• Consigne:
Répondez à ces questions sur l'extrait choisi :
1. Quels anciens lieutenants ou très proches ont été retranchés du premier cercle mélenchoniste ?
2. En quelle année le vieux PS portugais est-il revenu au pouvoir ?
3. Quel parti allemand a fait les frais de ses alliances avec le SPD ?

• Extrait choisi:

Du point de vue d’une simple logique comptable – considérant donc la taille du groupe parlementaire –, le pari semblait réussi. Il s’agissait en réalité d’un calcul court-termiste obéissant à une logique parlementariste et institutionnelle de Mélenchon qui, aujourd’hui, montre ses limites tout en ayant servi de tremplin pour la carrière de certain.es et de planche de salut pour des communistes et socialistes qui auraient été à la peine pour constituer un bloc sans LFI. D’autre part, la manœuvre des mélenchonistes – dont le premier cercle a été amputé de ses anciens lieutenants ou très proches comme Corbière, Garrido, Autain et même Coquerel – a fini par se retourner contre LFI. Comme le souligne Philippe Marlière, « LFI est le parti le plus bruyant sur le plan médiatique, mais elle n’a qu’un faible ancrage dans le panorama politique en dehors de l’élection présidentielle et de son groupe parlementaire ». Et cela n’est pas seulement dû aux choix organisationnels et politiques du mélenchonisme sur la forme parti/forme mouvement dont nous avons déjà discuté.

Le mauvais par(t)i mitterrandiste

La question se situe également à trois niveaux supplémentaires.

D’un côté, la social-démocratie européenne, dont la mue bourgeoise s’est achevée, suivant les pays, il y a parfois plusieurs décennies, tire systématiquement sur sa droite et finit par plomber tout projet de gauche radical néoréformiste. C’est ce qui est arrivé au Portugal, où le vieux PS a réussi à utiliser le Bloc de gauche et la Coalition démocratique (écologistes et communistes) pour revenir au pouvoir en 2015, au plus grand bénéfice de la bourgeoisie et de Bruxelles. C’est aussi ce que l’on peut tirer de l’expérience dans l’État espagnol, du retour de la gauche au pouvoir, où les sociaux-démocrates du PSOE ont littéralement siphonné Podemos. C’est encore les leçons des différentes coalitions régionales ou municipales, en Allemagne, où Die Linke a fait les frais de toutes ses alliances avec les sociaux-libéraux du SPD ouvrant, à la clef, à une montée de l’extrême droite. En France, la différence, est que la social-démocratie et les écologistes semblaient être les partenaires satellisés d’une force centrale, LFI, qui prétendait s’ancrer réellement à gauche. Mais même dans ces conditions, malgré la perte de vitesse des socialistes et des écologistes, le centre-gauche a tenté avec un succès certain de jouer le même rôle que dans les autres expériences européennes cherchant à peser et à conditionner de façon décisive la feuille de route politique de la Nupes, quand bien même les néoréformistes semblaient en dicter le rythme et les enjeux.

• Lignes fournies:

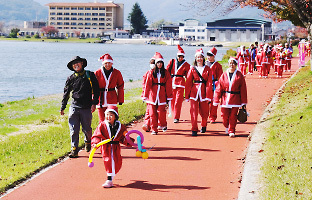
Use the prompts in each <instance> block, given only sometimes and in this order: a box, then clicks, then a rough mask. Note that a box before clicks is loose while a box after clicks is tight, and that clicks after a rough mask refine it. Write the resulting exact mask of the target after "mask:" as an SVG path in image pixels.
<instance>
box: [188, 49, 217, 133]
mask: <svg viewBox="0 0 312 200" xmlns="http://www.w3.org/2000/svg"><path fill="white" fill-rule="evenodd" d="M212 97H213V93H212V72H211V69H210V67H208V66H207V65H205V55H204V52H203V50H202V49H198V50H196V53H195V61H194V65H193V66H191V68H190V70H189V72H188V74H187V78H186V86H185V100H186V101H190V105H191V107H190V115H191V123H192V129H191V130H192V136H197V132H198V125H197V118H198V113H199V114H200V116H201V118H202V120H201V126H202V128H201V131H200V132H201V133H205V132H206V128H207V119H208V113H209V107H208V102H210V101H211V100H212Z"/></svg>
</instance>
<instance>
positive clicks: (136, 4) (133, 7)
mask: <svg viewBox="0 0 312 200" xmlns="http://www.w3.org/2000/svg"><path fill="white" fill-rule="evenodd" d="M128 21H129V22H130V24H131V27H132V32H133V33H140V30H142V29H146V28H147V25H146V24H147V19H146V17H145V15H144V14H143V12H142V10H141V7H140V5H139V4H138V3H135V4H134V5H133V7H132V11H131V12H130V13H129V15H128Z"/></svg>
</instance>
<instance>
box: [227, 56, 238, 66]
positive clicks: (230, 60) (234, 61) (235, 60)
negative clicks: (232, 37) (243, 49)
mask: <svg viewBox="0 0 312 200" xmlns="http://www.w3.org/2000/svg"><path fill="white" fill-rule="evenodd" d="M232 60H233V61H234V62H235V63H236V65H237V63H238V62H237V60H236V59H235V58H234V57H232V56H231V57H230V59H229V64H230V62H231V61H232Z"/></svg>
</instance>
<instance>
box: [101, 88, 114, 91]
mask: <svg viewBox="0 0 312 200" xmlns="http://www.w3.org/2000/svg"><path fill="white" fill-rule="evenodd" d="M114 90H115V88H107V89H106V88H100V91H114Z"/></svg>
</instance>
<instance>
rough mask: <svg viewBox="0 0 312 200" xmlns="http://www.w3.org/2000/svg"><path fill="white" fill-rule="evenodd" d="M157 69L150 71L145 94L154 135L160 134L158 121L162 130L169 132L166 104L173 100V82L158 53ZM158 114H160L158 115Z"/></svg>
mask: <svg viewBox="0 0 312 200" xmlns="http://www.w3.org/2000/svg"><path fill="white" fill-rule="evenodd" d="M155 63H156V68H155V69H154V70H151V71H149V73H148V74H147V76H146V83H145V88H144V94H143V97H142V99H143V101H146V103H148V104H149V106H150V109H149V114H150V116H151V129H152V135H157V133H158V121H159V123H160V127H159V128H160V129H162V130H163V132H165V131H166V130H167V120H166V104H167V102H169V101H171V100H172V82H171V77H170V74H169V72H168V71H167V70H166V69H165V67H164V59H163V57H162V55H161V54H160V53H158V52H156V54H155ZM157 112H158V114H157Z"/></svg>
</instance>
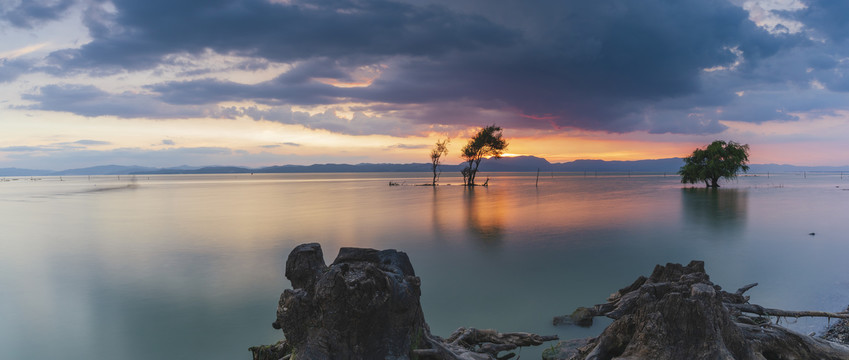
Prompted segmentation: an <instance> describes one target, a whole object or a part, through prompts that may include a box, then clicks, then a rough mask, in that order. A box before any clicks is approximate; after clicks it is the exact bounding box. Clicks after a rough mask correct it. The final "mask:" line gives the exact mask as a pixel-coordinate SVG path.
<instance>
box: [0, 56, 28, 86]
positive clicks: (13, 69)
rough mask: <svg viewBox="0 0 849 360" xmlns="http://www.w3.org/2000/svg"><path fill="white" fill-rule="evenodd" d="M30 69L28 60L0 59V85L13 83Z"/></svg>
mask: <svg viewBox="0 0 849 360" xmlns="http://www.w3.org/2000/svg"><path fill="white" fill-rule="evenodd" d="M31 68H32V62H31V61H30V60H23V59H11V60H10V59H2V58H0V84H2V83H8V82H12V81H15V80H16V79H17V78H18V77H19V76H21V75H23V74H25V73H27V72H29V70H30V69H31Z"/></svg>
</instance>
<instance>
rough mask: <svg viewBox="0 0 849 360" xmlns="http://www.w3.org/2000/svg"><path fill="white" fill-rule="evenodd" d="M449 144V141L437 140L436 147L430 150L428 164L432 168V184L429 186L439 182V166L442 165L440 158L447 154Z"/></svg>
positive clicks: (446, 139) (448, 140) (449, 139)
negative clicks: (432, 174)
mask: <svg viewBox="0 0 849 360" xmlns="http://www.w3.org/2000/svg"><path fill="white" fill-rule="evenodd" d="M449 142H451V140H450V139H444V140H437V141H436V145H434V146H433V149H431V150H430V163H431V166H433V183H431V185H433V186H436V182H437V181H439V175H440V174H441V173H442V170H439V164H441V163H442V157H443V156H445V154H448V143H449Z"/></svg>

• Réponse:
1. Corbière, Garrido, Autain et Coquerel.
2. En 2015.
3. Die Linke.